Job 1: Reproduce the full passage about ending a javelin career word for word.

Text section:
Former Haute Volée javelin thrower Bethany Drake had big dreams for this year, but 2020 didn't unfold how any of us expected. As she grappled with what this meant for her javelin career she realized her heart was telling her what her mind wasn’t quite ready to admit. It was time to call a close to her javelin career.
The first part of life is laid out so clearly, you progress from one thing to the next with a predetermined timeline. And then all of a sudden, it’s not.
When I decided to compete in track & field in college, I knew that I had four years of eligibility. Four years to make the most of my experience and see what I could accomplish. Contrast that with when I decided to throw javelin post-collegiately, I knew that I had…however long my body stayed healthy? However long I wanted to keep going? There was no set timeline and no set image of what a finished or successful career would look like.
I told myself that I would commit to training through 2020— I wanted to make it to the US Olympic Trials for a second time. I wanted to make finals. I wanted to dream big, work hard, and let God determine the rest. I wanted to see what my potential was. I remember thinking at 23, "If I keep training for the next three years, I’ll be 26. That’s not that old (hah!). That’s a good amount of time". The Olympics felt like a good bookend, a natural cycle to train through, and a solid reach dream.

Job 2: From the records, list every line that contains the word "leaf".

Stored data:
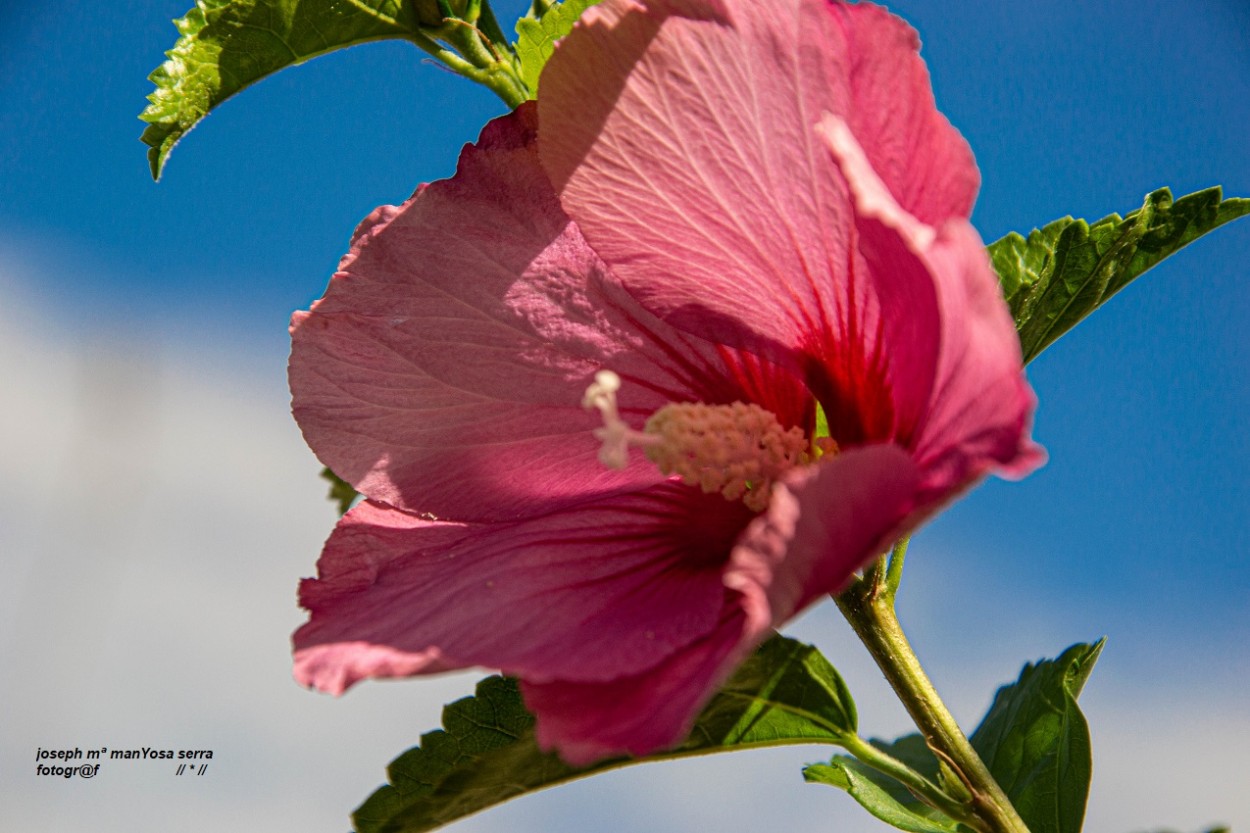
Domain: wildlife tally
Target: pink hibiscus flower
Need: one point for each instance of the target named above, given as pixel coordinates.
(718, 215)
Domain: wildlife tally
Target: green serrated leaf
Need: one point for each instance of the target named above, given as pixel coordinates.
(785, 693)
(1065, 270)
(226, 45)
(870, 789)
(340, 490)
(535, 38)
(1036, 744)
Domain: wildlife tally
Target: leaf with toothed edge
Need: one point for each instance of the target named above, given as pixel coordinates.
(785, 693)
(536, 36)
(1066, 269)
(226, 45)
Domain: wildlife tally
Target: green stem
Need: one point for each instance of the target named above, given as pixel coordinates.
(869, 608)
(498, 76)
(919, 786)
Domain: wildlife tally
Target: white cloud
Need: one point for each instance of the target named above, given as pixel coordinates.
(159, 505)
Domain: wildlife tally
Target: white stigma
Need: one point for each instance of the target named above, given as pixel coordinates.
(738, 450)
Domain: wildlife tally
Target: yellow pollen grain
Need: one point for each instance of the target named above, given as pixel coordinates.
(738, 450)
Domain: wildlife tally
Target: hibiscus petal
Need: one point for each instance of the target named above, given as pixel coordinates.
(444, 369)
(685, 150)
(590, 593)
(979, 407)
(636, 714)
(824, 523)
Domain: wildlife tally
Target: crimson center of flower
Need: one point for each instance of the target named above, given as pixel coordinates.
(738, 450)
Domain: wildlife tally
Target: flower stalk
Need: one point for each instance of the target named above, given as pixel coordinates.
(869, 607)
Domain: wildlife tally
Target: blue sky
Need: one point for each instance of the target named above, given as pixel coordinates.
(174, 299)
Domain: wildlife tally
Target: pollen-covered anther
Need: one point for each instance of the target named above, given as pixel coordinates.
(736, 449)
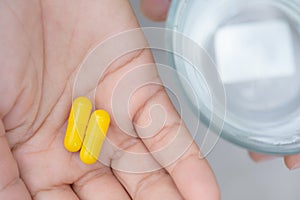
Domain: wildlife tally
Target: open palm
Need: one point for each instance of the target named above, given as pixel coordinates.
(42, 45)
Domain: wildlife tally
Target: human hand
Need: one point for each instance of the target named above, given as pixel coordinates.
(42, 45)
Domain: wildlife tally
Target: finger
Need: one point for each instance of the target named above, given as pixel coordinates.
(192, 175)
(156, 184)
(260, 157)
(11, 185)
(155, 9)
(292, 162)
(100, 184)
(56, 192)
(150, 186)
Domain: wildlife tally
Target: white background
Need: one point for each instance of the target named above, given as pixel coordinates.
(238, 176)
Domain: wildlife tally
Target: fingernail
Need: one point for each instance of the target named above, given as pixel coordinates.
(295, 166)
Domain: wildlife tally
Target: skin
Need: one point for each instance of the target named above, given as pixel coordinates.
(42, 45)
(157, 10)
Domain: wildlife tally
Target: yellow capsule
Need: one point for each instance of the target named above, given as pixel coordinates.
(94, 137)
(78, 120)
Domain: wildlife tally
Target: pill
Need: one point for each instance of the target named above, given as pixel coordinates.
(77, 123)
(94, 136)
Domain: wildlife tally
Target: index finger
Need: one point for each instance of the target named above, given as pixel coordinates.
(192, 175)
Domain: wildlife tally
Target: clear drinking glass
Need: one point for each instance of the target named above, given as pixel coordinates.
(255, 48)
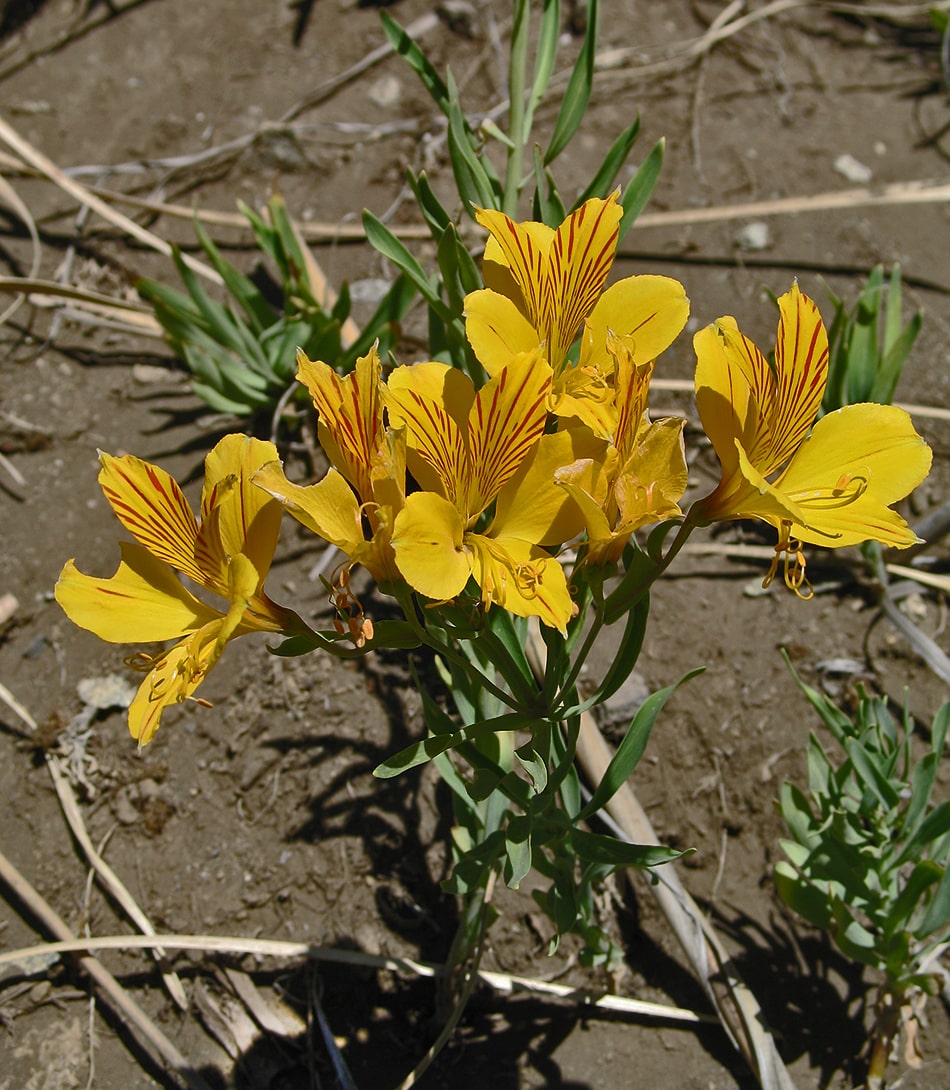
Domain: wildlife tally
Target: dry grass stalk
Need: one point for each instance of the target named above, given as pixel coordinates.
(25, 958)
(739, 1010)
(123, 1004)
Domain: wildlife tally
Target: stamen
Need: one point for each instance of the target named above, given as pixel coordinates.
(350, 616)
(793, 565)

Final answer 1:
Former Haute Volée javelin thrower Bethany Drake had big dreams for this year, but 2020 didn't unfold how any of us expected. As she grappled with what this meant for her javelin career she realized her heart was telling her what her mind wasn’t quite ready to admit. It was time to call a close to her javelin career.
The first part of life is laid out so clearly, you progress from one thing to the next with a predetermined timeline. And then all of a sudden, it’s not.
When I decided to compete in track & field in college, I knew that I had four years of eligibility. Four years to make the most of my experience and see what I could accomplish. Contrast that with when I decided to throw javelin post-collegiately, I knew that I had…however long my body stayed healthy? However long I wanted to keep going? There was no set timeline and no set image of what a finished or successful career would look like.
I told myself that I would commit to training through 2020— I wanted to make it to the US Olympic Trials for a second time. I wanted to make finals. I wanted to dream big, work hard, and let God determine the rest. I wanted to see what my potential was. I remember thinking at 23, "If I keep training for the next three years, I’ll be 26. That’s not that old (hah!). That’s a good amount of time". The Olympics felt like a good bookend, a natural cycle to train through, and a solid reach dream.

Final answer 2:
Target: green serrated leaf
Target: leaf with toothed edge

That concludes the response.